Point annotation data:
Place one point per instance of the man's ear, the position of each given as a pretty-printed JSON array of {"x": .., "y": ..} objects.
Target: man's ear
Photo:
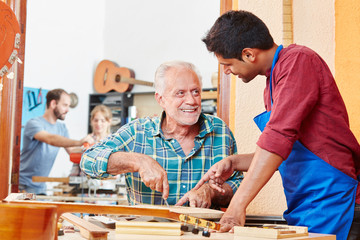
[
  {"x": 249, "y": 54},
  {"x": 158, "y": 98},
  {"x": 53, "y": 104}
]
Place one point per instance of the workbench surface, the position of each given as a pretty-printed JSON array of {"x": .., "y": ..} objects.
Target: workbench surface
[{"x": 189, "y": 236}]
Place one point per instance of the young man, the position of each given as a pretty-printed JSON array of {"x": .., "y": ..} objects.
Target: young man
[
  {"x": 42, "y": 138},
  {"x": 305, "y": 131},
  {"x": 164, "y": 158}
]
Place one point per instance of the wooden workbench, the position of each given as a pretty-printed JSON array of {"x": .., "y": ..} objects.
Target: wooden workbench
[{"x": 189, "y": 236}]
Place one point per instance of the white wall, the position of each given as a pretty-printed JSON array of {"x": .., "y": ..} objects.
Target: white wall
[
  {"x": 142, "y": 34},
  {"x": 66, "y": 39}
]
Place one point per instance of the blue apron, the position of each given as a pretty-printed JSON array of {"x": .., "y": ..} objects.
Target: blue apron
[{"x": 318, "y": 195}]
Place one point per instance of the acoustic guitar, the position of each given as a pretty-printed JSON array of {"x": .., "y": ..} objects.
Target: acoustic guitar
[
  {"x": 29, "y": 219},
  {"x": 110, "y": 77},
  {"x": 9, "y": 38}
]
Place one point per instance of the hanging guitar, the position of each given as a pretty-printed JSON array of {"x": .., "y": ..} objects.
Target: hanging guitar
[
  {"x": 9, "y": 40},
  {"x": 109, "y": 77}
]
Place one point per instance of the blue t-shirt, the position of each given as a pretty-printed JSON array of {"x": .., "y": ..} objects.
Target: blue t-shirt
[{"x": 37, "y": 158}]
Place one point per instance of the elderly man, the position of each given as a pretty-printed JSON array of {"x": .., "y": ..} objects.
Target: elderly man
[{"x": 164, "y": 158}]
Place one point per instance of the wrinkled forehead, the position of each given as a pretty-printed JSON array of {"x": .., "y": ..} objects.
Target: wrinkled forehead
[{"x": 181, "y": 78}]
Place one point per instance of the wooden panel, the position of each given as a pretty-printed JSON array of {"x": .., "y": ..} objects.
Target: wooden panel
[
  {"x": 20, "y": 11},
  {"x": 224, "y": 83},
  {"x": 87, "y": 229},
  {"x": 10, "y": 100}
]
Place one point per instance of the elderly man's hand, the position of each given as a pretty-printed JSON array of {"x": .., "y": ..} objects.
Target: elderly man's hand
[
  {"x": 154, "y": 176},
  {"x": 232, "y": 217},
  {"x": 217, "y": 175},
  {"x": 198, "y": 198}
]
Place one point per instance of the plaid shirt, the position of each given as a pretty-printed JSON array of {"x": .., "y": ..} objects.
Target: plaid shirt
[{"x": 213, "y": 143}]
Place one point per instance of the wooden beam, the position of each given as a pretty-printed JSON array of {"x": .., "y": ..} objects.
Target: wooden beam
[
  {"x": 224, "y": 83},
  {"x": 9, "y": 100},
  {"x": 87, "y": 230},
  {"x": 20, "y": 11}
]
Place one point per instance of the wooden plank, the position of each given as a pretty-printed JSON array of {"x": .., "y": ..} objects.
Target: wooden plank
[
  {"x": 283, "y": 231},
  {"x": 50, "y": 179},
  {"x": 204, "y": 213},
  {"x": 149, "y": 228},
  {"x": 87, "y": 230}
]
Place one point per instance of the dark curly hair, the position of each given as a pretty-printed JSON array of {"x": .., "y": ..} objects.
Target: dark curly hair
[
  {"x": 235, "y": 30},
  {"x": 54, "y": 94}
]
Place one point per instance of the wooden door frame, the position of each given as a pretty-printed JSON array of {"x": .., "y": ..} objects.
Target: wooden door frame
[
  {"x": 224, "y": 83},
  {"x": 11, "y": 102}
]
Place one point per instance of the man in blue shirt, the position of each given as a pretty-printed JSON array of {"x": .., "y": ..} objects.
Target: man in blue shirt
[
  {"x": 42, "y": 138},
  {"x": 164, "y": 158}
]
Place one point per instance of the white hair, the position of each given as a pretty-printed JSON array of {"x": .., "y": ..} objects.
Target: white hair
[{"x": 160, "y": 74}]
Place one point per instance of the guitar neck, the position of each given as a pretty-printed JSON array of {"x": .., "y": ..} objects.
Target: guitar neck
[{"x": 124, "y": 210}]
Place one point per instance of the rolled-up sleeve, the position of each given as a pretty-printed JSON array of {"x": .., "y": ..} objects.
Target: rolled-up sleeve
[{"x": 295, "y": 93}]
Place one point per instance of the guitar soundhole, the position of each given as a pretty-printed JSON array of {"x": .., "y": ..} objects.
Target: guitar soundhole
[{"x": 117, "y": 78}]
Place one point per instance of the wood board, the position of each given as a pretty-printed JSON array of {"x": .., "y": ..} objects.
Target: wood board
[
  {"x": 87, "y": 229},
  {"x": 189, "y": 236},
  {"x": 149, "y": 228},
  {"x": 204, "y": 213},
  {"x": 271, "y": 232}
]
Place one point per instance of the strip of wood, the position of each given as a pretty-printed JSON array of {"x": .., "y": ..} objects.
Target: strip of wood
[
  {"x": 149, "y": 228},
  {"x": 50, "y": 179},
  {"x": 87, "y": 230}
]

--- Requirement ---
Copy all of the items above word for word, leaving out the pictures.

--- Problem solution ---
Place one point per instance of the man's ear, the position of each given as a pretty-printed JSON array of {"x": .., "y": ..} objects.
Target: man's ear
Photo:
[
  {"x": 249, "y": 54},
  {"x": 158, "y": 98},
  {"x": 53, "y": 104}
]
Place one point per instance of the workbench surface, the position of each given as a pretty-printed JSON array of {"x": .., "y": ..} objects.
Target: workbench surface
[{"x": 189, "y": 236}]
Place one point per instance of the young man, the position of each given as a pretty-printed JSON array of {"x": .., "y": ..} objects.
Target: young man
[
  {"x": 42, "y": 138},
  {"x": 305, "y": 131},
  {"x": 164, "y": 158}
]
Place one point per instance of the wooden workbench, the position of each given as a pretty-printed JSON array of {"x": .., "y": ..} objects.
Target: wooden workbench
[{"x": 189, "y": 236}]
Place one point per instance of the white wall, the position of each given as a pretty-printed JSON array of {"x": .., "y": ..} objects.
Target: white wall
[
  {"x": 142, "y": 34},
  {"x": 66, "y": 39}
]
Place one point per instance of the blue apron, the position of each given as a pretty-printed JSON array of {"x": .., "y": ..} objects.
Target: blue apron
[{"x": 318, "y": 195}]
Place one point per instance of the acoustic guitar, the position of each given as a pretty-printed JSON array of {"x": .., "y": ..} objects.
Target: acoustic guitar
[
  {"x": 29, "y": 219},
  {"x": 110, "y": 77},
  {"x": 9, "y": 38}
]
Place one point per instance of the hanging guitar, the position of each given as a pretty-printed JSON array of {"x": .., "y": ..} objects.
Target: hanging guitar
[
  {"x": 9, "y": 40},
  {"x": 109, "y": 77}
]
Place one point per instance of the blue t-shirt, the position of each given as a pretty-printed JSON array of {"x": .., "y": ..} objects.
Target: blue t-shirt
[{"x": 37, "y": 158}]
Place one point per instance of the elderly man, the position of each given as a pretty-printed JSON array of {"x": .., "y": ..} objects.
Target: elderly man
[{"x": 164, "y": 158}]
Place one point per instance of the wrinkled forehead, the position of each given as a pretty-printed JSON array of {"x": .., "y": ..} objects.
Target: wrinkled forehead
[{"x": 181, "y": 78}]
Place one point per instance of the wooden panel, the position of each given as a pretty-printed JSON array of {"x": .., "y": ..} objects.
Target: wooden panel
[
  {"x": 20, "y": 11},
  {"x": 224, "y": 83},
  {"x": 87, "y": 229},
  {"x": 10, "y": 100}
]
Place one point per instance of the elderly man's hand, the position of each given as a pretty-printed JSON array of {"x": .., "y": ..} objects.
Target: elderly man's hand
[
  {"x": 154, "y": 176},
  {"x": 232, "y": 217},
  {"x": 217, "y": 175},
  {"x": 198, "y": 198}
]
Place one point per instance of the plaid shirt, the position of each given as a pretty-printed JSON array of {"x": .., "y": ..} objects.
Target: plaid shirt
[{"x": 213, "y": 143}]
Place one point per instance of the wooden beam, the position of each given as a pretty-printed JSON array of {"x": .., "y": ..} objects.
Target: wooden beam
[
  {"x": 224, "y": 83},
  {"x": 9, "y": 100},
  {"x": 87, "y": 230},
  {"x": 20, "y": 11}
]
Place one point per instance of the wooden plank, the position of each given as a pretty-printed JSON array of {"x": .., "y": ..} objects.
Target: wooden plank
[
  {"x": 283, "y": 231},
  {"x": 50, "y": 179},
  {"x": 204, "y": 213},
  {"x": 149, "y": 228},
  {"x": 87, "y": 230}
]
Place one point per instance of the dark curly hair, the position of each given as a pretty-printed JSON array of {"x": .., "y": ..} objects.
Target: dark curly hair
[
  {"x": 235, "y": 30},
  {"x": 54, "y": 94}
]
Place one point per instance of the wooden door frame, the position of each given as a pretty-printed JSON array of {"x": .., "y": ..} objects.
Target: wooden door frame
[
  {"x": 224, "y": 83},
  {"x": 11, "y": 102}
]
Place one point per instance of the man in blue shirt, the position of each given as a pretty-printed JSON array of {"x": .., "y": ..} objects.
Target: man in blue shirt
[
  {"x": 42, "y": 138},
  {"x": 164, "y": 158}
]
Place one point per instance of the white hair, the position of each given as a pretty-printed JSON array of {"x": .., "y": ..} objects.
Target: white hair
[{"x": 160, "y": 74}]
Place one point per instance of the guitar neck, the position of each given as a pretty-printed JSON array of {"x": .., "y": ..} objects.
Target: guitar neck
[{"x": 124, "y": 210}]
Place one point per instance of the rolled-up sleeve, the position of each given as a pretty-printed JSON array of {"x": .., "y": ..} objects.
Target: rolled-up sleeve
[{"x": 295, "y": 93}]
Place one point per instance of the guitar soundhole, the position of each given as a pretty-printed JSON array of {"x": .., "y": ..} objects.
Target: guitar soundhole
[{"x": 117, "y": 78}]
Place one point per instance of the wood board, the position of each given as a pretty-printed JSON array of {"x": .., "y": ..} objects.
Target: wood board
[
  {"x": 87, "y": 229},
  {"x": 189, "y": 236},
  {"x": 149, "y": 228},
  {"x": 204, "y": 213},
  {"x": 271, "y": 232}
]
Place one point per instance of the strip of wood, the position of each given as a pretty-printed JSON array of {"x": .., "y": ..} objects.
Target: strip of wood
[
  {"x": 149, "y": 228},
  {"x": 50, "y": 179},
  {"x": 87, "y": 230}
]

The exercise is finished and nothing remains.